(Beginning of RECORD SET)

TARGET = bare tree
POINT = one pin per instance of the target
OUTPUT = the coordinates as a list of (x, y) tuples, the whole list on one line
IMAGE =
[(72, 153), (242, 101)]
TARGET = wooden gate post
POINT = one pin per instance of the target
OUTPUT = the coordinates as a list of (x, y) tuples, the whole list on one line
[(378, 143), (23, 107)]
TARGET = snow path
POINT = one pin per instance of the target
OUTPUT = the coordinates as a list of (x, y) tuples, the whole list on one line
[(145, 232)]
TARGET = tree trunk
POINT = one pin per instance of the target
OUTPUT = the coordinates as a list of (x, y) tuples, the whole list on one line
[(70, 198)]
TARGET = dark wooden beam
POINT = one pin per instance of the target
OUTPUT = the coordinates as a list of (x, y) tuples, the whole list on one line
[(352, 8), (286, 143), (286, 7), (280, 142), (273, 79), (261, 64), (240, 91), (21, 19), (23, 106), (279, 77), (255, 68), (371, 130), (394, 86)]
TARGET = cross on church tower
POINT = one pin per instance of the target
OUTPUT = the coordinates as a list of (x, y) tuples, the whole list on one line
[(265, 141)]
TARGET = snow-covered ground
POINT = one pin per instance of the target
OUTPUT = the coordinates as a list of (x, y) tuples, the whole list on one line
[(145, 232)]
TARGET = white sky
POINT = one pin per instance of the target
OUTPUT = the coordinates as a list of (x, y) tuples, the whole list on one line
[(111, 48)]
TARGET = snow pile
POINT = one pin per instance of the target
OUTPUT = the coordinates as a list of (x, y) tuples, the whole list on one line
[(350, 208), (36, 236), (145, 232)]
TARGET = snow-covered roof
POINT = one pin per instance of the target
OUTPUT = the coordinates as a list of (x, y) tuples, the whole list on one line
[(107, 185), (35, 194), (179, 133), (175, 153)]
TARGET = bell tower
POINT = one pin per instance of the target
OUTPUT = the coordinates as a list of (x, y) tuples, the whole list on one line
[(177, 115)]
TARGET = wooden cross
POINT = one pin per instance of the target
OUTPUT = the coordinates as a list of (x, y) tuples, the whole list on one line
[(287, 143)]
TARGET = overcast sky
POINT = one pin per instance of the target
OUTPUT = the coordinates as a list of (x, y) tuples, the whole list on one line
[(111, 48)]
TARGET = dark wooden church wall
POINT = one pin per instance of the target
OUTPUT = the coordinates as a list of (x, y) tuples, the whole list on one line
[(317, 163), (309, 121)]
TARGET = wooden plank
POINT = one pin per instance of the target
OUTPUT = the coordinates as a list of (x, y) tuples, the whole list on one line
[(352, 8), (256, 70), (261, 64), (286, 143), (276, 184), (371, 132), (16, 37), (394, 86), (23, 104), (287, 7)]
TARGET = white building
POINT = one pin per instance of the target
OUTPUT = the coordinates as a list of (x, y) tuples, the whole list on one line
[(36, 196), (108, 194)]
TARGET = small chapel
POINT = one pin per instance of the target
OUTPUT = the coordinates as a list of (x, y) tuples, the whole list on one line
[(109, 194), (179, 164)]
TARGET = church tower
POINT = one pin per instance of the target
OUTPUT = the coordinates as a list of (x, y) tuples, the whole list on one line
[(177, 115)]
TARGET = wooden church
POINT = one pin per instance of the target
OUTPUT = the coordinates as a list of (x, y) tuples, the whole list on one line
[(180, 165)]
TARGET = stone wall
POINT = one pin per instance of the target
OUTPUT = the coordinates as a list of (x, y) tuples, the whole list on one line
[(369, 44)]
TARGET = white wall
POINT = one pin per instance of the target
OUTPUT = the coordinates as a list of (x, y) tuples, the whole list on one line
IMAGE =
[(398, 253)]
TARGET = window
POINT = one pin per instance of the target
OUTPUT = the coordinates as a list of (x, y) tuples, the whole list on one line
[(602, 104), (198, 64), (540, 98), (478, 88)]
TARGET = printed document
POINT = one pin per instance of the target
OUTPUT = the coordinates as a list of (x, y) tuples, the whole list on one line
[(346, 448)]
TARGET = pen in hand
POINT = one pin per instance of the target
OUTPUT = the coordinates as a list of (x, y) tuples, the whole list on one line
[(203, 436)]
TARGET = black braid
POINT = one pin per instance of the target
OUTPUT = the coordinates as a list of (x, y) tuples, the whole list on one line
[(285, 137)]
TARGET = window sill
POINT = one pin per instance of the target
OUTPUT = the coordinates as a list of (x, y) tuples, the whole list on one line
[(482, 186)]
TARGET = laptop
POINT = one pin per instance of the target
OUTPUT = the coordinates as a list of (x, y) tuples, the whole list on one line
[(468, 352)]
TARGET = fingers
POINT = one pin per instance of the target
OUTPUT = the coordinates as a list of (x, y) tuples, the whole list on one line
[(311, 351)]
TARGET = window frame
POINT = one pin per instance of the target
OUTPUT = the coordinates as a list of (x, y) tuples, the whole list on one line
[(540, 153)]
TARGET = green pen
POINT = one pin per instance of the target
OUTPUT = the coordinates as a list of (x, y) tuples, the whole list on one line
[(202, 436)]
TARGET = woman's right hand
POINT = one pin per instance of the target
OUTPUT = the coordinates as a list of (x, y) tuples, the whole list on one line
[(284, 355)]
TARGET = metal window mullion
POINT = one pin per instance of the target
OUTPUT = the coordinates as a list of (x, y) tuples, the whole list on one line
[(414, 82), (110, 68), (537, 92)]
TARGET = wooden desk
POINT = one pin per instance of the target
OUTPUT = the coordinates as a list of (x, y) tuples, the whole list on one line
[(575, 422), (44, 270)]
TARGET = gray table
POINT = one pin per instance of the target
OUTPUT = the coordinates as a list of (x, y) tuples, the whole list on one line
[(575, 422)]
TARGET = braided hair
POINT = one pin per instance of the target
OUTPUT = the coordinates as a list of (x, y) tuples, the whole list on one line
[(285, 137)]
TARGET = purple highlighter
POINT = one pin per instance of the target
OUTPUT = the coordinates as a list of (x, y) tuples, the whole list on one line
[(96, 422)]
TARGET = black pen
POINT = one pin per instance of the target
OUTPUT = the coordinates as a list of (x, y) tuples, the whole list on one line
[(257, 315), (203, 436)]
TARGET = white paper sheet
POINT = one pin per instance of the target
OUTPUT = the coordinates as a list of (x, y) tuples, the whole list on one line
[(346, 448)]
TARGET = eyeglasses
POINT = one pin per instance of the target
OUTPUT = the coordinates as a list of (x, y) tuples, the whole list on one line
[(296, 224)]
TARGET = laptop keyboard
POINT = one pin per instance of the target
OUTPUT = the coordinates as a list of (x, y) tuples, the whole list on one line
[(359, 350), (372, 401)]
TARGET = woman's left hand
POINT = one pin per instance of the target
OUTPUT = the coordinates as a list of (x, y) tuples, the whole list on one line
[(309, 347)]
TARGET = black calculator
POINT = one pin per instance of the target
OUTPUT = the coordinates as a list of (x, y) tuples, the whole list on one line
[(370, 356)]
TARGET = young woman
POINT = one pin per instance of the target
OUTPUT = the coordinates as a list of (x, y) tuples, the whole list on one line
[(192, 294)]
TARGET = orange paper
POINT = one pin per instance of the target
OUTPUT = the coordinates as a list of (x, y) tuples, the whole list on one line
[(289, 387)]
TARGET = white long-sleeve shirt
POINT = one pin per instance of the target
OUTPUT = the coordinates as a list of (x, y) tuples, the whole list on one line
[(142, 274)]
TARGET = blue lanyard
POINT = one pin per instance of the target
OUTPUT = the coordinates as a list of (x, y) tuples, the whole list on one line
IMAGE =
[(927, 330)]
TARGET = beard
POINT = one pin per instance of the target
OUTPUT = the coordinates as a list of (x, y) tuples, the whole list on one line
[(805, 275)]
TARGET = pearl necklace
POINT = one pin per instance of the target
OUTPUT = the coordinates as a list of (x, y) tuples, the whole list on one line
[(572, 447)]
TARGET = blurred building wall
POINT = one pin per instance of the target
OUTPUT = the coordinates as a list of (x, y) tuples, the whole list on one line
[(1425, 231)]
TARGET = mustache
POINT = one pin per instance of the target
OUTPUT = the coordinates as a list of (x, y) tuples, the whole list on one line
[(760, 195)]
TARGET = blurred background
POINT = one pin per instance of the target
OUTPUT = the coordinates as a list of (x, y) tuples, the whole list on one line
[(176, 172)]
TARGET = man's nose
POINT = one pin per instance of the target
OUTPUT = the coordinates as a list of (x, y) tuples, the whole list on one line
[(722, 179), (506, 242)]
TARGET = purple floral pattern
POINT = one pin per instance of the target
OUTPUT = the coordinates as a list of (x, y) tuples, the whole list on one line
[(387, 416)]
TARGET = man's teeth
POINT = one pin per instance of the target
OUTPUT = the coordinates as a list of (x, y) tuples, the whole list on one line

(End of RECORD SET)

#### [EXERCISE GOAL]
Only a number is wanted: how many lines above include "laptop"?

#### [REPLY TO THE TASK]
2